**Document passage**
+++
John Linnell (1729–1796) was a British 18th-century cabinet-maker and designer. He was in charge of one of the largest cabinet making-firms when he inherited The Linnell firm in 1763. Linnell designed works like the state coach for George III and was involved in making the Dury Lane theatre.

==Biography==
Linnell was in charge of one of London's largest cabinet-makers firms of the 18th century with many important and prominent patrons. The Linnell firm was created in 1730 by William Linnell (c. 1703–63), and was inherited by his son John Linnell in 1763. The firm moved from 8 Long Acre in St. Martin's Lane, London to 28 Berkeley Square in 1750. From 1763 to his death, John Linnell continued to develop the business his father had established and his reputation grew. However, due to his unconventional lifestyle, he left no heir to his trade and the fate of the firm after his death is uncertain.

There is speculation that, in the last years of his life, John Linnell entered a partnership with his relative Thomas Tatham (1763–1817). However, the evidence is not conclusive. Thomas Tatham went on to be a partner at one of London's fashionable cabinetmaking and upholstery businesses with George Elward, Edward Bailey and Richard Saunders. They were principal cabinet-makers to George IV and this firm worked at Carlton House and Buckingham Palace.

Thomas Tatham and his brother Charles Heathcote Tatham were trained in drawing and design by John Linnell. Linnell introduced C. H. Tatham to Henry Holland who later funded his educational trip to Rome. In 1796, when C. H. Tatham learned of Linnell's death, he was in Rome and wrote to Henry Holland, who had his home in Sloane Ave, Knightsbridge – that he was deeply upset by John Linnell's death. Upon his return to London he compiled a selection of 355 of John Linnell's drawings and designs, which his brother Thomas Tatham had inherited. These drawings now survive at the V&A.
+++
**Work instructions**
**a.** From the passage on John Linnell, extract the stretch from "There is speculation" through "and Buckingham Palace." word for word.
**b.** Write what comes next in the account of cabinet-maker John Linnell, picking up after its final sentence.

**Data section**
+++
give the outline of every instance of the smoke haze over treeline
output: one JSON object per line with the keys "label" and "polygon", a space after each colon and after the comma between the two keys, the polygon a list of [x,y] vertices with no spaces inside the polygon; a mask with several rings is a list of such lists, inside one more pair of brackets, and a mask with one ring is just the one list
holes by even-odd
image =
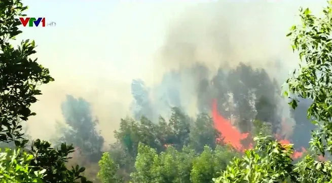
+++
**Written answers**
**a.**
There is speculation that, in the last years of his life, John Linnell entered a partnership with his relative Thomas Tatham (1763–1817). However, the evidence is not conclusive. Thomas Tatham went on to be a partner at one of London's fashionable cabinetmaking and upholstery businesses with George Elward, Edward Bailey and Richard Saunders. They were principal cabinet-makers to George IV and this firm worked at Carlton House and Buckingham Palace.

**b.**
===Patrons===
One of John Linnell's first jobs as a designer in his father's firm was for a suite of furniture for Charles Somerset, 4th Duke of Beaufort's Chinese Bedroom at Badminton House.

John Linnell was also commissioned by Nathaniel Curzon, 1st Baron Scarsdale at Kedleston Hall, Derbyshire. Linnell delivered furniture from c. 1760.

Another important patron was the banker Robert Child. Osterley Park House, Middlesex remains very much as it did in the eighteenth century, when John Linnell supplied furniture for the Childs. Robert Adam was the architect there.

Hugh Percy, 1st Duke of Northumberland and his wife Elizabeth Percy, Duchess of Northumberland were also among Linnell's patrons, and several armchairs attributed to Linnell can be seen at Alnwick Castle, one of their residences in the eighteenth century.

===Design for the State Coach of George III===
John Linnell submitted designs for the State Coach of George III. Several designs were submitted for this important commission. It is thought that the architect Robert Adam also submitted designs. It was the King's architect William Chambers, who produced the final design.

===Drury Lane Theatre===
John Linnell was also involved in the design of the Drury Lane theatre. He produced the designs for the boxes – these survive at the V&A.